Go through the entries below and copy each line that holds the word "short".

**Material for the task**
______
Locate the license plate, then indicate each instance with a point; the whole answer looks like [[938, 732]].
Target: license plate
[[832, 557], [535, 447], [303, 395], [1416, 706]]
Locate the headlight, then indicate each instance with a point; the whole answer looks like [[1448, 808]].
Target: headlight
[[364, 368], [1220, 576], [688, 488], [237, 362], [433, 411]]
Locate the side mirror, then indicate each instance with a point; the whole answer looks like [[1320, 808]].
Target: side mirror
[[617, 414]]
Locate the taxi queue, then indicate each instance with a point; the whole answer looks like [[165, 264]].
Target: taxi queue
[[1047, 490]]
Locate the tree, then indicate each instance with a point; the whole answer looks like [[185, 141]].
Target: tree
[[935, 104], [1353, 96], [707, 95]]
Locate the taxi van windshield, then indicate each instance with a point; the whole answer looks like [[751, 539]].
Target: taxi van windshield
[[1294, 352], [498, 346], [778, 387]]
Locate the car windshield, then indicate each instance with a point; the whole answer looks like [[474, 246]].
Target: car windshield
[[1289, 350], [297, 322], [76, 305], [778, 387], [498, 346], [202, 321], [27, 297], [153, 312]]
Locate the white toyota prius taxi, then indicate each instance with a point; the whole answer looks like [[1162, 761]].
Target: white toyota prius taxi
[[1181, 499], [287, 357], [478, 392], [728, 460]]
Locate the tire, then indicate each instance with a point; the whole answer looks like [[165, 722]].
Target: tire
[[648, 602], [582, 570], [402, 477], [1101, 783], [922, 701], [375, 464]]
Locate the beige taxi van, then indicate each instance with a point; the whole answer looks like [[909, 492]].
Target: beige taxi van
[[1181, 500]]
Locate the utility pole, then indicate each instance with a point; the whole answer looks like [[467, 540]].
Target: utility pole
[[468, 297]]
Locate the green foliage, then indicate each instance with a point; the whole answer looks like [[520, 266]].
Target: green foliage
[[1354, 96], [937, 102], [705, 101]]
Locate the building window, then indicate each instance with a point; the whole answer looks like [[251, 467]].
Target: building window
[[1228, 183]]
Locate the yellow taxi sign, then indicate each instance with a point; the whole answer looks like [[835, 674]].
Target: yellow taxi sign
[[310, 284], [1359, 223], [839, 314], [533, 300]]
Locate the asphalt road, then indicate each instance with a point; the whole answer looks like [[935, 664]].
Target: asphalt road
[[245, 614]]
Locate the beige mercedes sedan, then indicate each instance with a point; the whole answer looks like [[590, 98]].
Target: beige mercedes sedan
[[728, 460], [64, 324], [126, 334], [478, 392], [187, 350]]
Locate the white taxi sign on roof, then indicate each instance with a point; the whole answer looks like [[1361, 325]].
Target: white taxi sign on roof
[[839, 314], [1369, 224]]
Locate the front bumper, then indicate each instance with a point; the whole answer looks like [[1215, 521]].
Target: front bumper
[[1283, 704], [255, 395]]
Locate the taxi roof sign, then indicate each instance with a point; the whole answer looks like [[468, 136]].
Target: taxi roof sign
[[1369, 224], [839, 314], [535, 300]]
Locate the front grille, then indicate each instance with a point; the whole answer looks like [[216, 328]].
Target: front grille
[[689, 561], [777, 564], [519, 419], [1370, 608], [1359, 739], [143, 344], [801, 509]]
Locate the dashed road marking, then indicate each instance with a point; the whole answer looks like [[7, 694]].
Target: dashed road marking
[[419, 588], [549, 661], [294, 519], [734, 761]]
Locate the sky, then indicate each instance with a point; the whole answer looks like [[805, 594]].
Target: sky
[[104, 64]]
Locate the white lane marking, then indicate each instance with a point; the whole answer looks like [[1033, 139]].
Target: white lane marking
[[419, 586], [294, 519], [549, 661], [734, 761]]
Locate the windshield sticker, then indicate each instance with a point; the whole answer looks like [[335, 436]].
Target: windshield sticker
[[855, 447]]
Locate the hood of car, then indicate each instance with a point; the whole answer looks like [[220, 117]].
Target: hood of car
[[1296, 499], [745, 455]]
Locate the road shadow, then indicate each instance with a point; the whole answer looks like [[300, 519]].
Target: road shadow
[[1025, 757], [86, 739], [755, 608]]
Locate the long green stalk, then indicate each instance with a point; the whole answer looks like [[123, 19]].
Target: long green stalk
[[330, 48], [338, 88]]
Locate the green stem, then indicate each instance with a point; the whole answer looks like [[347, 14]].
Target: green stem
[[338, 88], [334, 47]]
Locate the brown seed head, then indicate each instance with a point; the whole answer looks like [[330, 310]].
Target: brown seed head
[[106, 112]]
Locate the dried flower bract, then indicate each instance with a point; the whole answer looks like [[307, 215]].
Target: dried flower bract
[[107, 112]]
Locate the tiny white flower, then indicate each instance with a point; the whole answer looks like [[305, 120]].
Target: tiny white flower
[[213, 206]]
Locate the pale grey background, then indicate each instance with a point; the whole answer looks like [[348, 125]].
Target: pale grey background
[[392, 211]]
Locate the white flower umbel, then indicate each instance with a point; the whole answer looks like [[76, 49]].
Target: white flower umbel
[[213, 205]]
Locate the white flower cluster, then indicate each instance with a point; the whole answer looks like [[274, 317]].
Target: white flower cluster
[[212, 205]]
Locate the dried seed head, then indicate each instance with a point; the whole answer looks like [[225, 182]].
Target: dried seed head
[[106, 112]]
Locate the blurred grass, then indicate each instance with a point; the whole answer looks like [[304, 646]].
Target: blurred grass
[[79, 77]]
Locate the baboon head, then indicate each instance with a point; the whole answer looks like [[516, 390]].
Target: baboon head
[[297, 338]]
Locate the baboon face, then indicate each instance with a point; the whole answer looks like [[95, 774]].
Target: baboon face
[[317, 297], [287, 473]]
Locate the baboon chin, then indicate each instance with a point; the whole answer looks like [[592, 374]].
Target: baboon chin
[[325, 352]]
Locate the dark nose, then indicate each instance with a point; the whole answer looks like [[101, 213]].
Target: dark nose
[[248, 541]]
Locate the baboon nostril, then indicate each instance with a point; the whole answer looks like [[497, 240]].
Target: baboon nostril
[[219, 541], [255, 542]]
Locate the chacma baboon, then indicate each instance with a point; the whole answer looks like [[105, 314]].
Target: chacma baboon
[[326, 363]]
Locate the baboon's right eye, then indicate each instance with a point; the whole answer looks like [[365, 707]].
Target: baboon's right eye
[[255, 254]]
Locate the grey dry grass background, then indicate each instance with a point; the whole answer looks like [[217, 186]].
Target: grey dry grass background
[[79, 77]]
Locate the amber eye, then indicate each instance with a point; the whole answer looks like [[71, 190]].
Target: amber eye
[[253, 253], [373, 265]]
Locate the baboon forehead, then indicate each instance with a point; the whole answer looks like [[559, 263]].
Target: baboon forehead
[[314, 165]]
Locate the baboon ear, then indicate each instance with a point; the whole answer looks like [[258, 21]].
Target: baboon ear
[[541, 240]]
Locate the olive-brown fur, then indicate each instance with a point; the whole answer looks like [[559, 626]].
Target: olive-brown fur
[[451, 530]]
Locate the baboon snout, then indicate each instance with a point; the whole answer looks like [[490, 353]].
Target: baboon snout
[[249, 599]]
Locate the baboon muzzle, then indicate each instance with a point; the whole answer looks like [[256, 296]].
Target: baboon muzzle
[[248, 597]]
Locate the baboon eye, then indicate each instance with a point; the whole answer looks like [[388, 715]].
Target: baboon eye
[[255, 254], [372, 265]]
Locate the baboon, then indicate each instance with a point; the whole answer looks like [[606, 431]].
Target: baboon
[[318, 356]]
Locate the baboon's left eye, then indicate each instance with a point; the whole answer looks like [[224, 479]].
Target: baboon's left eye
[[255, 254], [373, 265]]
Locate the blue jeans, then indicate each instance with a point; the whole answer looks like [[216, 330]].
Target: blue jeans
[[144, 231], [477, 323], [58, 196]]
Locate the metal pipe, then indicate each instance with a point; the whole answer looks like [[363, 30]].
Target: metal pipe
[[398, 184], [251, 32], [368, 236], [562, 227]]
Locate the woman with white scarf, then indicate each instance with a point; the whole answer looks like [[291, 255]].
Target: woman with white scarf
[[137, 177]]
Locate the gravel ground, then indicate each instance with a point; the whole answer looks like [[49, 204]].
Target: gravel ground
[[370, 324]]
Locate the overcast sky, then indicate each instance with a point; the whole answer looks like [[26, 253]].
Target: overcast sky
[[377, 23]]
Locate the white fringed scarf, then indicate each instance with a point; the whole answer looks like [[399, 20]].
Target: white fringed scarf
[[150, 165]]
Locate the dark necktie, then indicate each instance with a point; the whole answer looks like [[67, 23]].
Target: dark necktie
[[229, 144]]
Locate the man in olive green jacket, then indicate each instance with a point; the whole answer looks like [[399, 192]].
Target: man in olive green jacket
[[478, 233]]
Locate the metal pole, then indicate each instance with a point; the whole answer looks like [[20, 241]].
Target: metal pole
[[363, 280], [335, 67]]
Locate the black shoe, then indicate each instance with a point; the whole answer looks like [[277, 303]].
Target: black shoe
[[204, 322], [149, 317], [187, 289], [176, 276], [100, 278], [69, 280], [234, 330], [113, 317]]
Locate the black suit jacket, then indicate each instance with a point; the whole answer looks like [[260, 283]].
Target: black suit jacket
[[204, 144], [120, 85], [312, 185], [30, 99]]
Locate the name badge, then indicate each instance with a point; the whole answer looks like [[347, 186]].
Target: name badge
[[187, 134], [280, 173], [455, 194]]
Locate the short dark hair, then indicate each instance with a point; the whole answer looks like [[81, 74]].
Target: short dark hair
______
**Exercise result**
Locate the short dark hair, then indicate each instance with a point; the whole answer looks like [[81, 74]].
Target: short dark hair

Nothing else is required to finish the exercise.